Batman: The Dark Knight Returns Blu-ray Movie Review

A seamless cut, new audio commentary, and feature-length Frank Miller doc? Count me in...

Reviewed by Kenneth Brown September 15, 2013

Successfully adapting Frank Miller's seminal 1986 limited series, "Batman: The Dark Knight Returns," would be a monumental challenge and undertaking for anyone, Christopher Nolan included, and it's long been considered unfilmable. (Alan Moore's Watchmen being another, not that Zack Snyder didn't prove just how filmable a fairly faithful adaptation really could be.) Executive producer Bruce Timm and his team apparently don't scare so easily. For Warner Bros. Animation's fifteenth and sixteenth DC Universe animated original movies, Timm and his fellow producers have decided to finally give comic fans the adaptation they've spent more than twenty-five years begging for.

Originally released in two parts, The Dark Knight Returns is a far more successful adaptation than I expected, and a more fully realized animated film than the bulk of DCU original animated movies on the market. Part 1 admittedly lacked some of the depth and complexity for which Miller's take on the Dark Knight mythos is revered -- specifically the comicbook's running narration and the insight it provided into Batman's perspective and actions -- but as a traditional animated venture, it excelled. Part 2 also doesn't offer much in the way of Miller's original narration, an unfortunate necessity for the filmmakers and a bittersweet change for fans of the comic, but it doesn't pull any punches either. On almost every front, the film's second half is an intelligent, able-bodied adaptation of its source, a surprisingly bloody, hard-hitting actioner, and a thrilling conclusion to director Jay Oliva and writer Bob Goodman's carefully crafted and beautifully animated superhero saga.
===
◆ Given exercise A: Please output the stretch of the review from "Successfully adapting Frank" through "years begging for.".
◆ Given exercise B: According to the review, who directed the film and who wrote it?
Rely only on the review for what comes next.

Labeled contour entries
===
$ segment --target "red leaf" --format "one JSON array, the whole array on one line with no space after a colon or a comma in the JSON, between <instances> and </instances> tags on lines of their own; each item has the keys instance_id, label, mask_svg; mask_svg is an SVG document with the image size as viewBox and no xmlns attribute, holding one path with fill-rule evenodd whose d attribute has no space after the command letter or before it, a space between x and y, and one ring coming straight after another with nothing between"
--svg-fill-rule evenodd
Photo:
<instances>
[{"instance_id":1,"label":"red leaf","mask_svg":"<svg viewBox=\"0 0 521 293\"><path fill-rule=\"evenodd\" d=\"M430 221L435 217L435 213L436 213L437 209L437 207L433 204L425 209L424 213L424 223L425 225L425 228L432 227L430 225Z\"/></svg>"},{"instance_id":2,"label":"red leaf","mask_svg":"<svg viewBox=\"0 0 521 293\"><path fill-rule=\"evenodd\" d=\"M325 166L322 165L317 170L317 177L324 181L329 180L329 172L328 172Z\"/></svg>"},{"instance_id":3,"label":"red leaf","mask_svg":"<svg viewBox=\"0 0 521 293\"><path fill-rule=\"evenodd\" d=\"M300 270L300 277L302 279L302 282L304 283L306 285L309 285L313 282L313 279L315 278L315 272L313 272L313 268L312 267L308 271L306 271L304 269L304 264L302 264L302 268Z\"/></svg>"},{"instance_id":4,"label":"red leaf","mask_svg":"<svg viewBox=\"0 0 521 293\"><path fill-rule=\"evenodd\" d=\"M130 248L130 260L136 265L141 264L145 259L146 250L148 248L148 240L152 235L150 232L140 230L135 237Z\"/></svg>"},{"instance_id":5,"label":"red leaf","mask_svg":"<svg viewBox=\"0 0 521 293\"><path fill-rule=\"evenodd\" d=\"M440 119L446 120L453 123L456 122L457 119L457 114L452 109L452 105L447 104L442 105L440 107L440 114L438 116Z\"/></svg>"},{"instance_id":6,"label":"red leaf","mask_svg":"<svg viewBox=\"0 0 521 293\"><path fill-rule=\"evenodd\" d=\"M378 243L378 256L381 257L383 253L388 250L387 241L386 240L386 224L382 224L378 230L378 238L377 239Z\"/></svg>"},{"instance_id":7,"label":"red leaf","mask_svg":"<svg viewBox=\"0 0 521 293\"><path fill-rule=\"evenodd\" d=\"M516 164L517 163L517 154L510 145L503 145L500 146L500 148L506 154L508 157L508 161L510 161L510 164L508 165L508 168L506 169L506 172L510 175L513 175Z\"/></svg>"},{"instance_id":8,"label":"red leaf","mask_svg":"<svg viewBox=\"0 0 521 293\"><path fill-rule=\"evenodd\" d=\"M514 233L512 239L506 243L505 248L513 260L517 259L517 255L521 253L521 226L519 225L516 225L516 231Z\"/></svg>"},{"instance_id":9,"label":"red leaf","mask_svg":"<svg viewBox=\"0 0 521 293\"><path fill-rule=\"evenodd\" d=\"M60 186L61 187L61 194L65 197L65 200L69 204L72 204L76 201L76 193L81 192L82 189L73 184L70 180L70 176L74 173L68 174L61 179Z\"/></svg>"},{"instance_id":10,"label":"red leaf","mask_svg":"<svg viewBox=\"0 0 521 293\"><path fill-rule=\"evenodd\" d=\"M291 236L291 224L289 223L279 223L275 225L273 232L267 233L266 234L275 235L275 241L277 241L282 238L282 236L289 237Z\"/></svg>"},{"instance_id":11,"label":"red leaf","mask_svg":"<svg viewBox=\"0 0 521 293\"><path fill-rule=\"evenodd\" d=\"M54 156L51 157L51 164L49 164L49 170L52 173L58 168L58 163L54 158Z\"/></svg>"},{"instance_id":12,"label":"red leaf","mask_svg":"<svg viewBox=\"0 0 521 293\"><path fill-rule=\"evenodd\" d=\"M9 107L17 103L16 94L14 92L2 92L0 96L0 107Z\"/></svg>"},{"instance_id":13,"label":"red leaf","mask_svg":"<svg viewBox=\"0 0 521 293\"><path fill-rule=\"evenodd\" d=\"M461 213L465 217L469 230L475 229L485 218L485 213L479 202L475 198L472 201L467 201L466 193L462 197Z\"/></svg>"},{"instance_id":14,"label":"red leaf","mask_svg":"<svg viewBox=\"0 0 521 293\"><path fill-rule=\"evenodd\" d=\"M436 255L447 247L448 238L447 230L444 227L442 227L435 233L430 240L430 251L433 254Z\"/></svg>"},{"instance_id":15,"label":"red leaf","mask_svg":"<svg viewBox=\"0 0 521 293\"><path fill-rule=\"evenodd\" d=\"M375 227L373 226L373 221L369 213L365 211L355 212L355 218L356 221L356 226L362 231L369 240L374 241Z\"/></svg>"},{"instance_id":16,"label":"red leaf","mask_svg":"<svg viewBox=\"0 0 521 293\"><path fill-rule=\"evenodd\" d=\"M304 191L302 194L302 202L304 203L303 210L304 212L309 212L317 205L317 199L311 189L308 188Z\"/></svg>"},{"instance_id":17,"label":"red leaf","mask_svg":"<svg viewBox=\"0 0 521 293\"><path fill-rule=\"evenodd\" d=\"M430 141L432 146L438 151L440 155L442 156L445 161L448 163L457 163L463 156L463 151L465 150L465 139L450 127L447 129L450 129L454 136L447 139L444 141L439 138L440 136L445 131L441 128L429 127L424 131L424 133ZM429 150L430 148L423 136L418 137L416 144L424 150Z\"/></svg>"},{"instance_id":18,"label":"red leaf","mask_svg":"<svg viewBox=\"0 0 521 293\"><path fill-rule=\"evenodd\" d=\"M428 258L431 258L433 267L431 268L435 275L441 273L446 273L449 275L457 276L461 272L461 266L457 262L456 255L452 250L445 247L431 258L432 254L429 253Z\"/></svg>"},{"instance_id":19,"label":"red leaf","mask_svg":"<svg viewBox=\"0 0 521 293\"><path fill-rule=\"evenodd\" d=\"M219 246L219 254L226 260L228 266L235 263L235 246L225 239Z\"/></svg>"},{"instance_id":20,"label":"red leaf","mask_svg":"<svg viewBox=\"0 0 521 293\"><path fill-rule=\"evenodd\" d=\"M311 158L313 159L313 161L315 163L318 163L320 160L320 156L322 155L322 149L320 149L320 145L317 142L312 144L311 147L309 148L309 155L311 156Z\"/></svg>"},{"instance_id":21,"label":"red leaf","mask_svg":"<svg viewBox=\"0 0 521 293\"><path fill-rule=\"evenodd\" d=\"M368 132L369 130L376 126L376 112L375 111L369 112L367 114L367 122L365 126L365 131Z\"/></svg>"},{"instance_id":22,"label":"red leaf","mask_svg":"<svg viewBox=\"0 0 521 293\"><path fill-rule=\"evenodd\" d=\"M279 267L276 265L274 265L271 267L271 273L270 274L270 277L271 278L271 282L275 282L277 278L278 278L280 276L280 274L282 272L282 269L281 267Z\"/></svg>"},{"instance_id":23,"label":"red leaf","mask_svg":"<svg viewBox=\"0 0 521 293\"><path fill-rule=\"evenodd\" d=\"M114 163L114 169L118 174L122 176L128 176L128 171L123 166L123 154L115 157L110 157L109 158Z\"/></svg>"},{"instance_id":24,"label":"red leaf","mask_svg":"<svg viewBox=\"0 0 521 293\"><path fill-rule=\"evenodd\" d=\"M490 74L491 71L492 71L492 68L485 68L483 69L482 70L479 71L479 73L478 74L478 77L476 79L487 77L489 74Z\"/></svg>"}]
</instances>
===
◆ Reply A:
Successfully adapting Frank Miller's seminal 1986 limited series, "Batman: The Dark Knight Returns," would be a monumental challenge and undertaking for anyone, Christopher Nolan included, and it's long been considered unfilmable. (Alan Moore's Watchmen being another, not that Zack Snyder didn't prove just how filmable a fairly faithful adaptation really could be.) Executive producer Bruce Timm and his team apparently don't scare so easily. For Warner Bros. Animation's fifteenth and sixteenth DC Universe animated original movies, Timm and his fellow producers have decided to finally give comic fans the adaptation they've spent more than twenty-five years begging for.

◆ Reply B: Jay Oliva directed it, and Bob Goodman wrote it.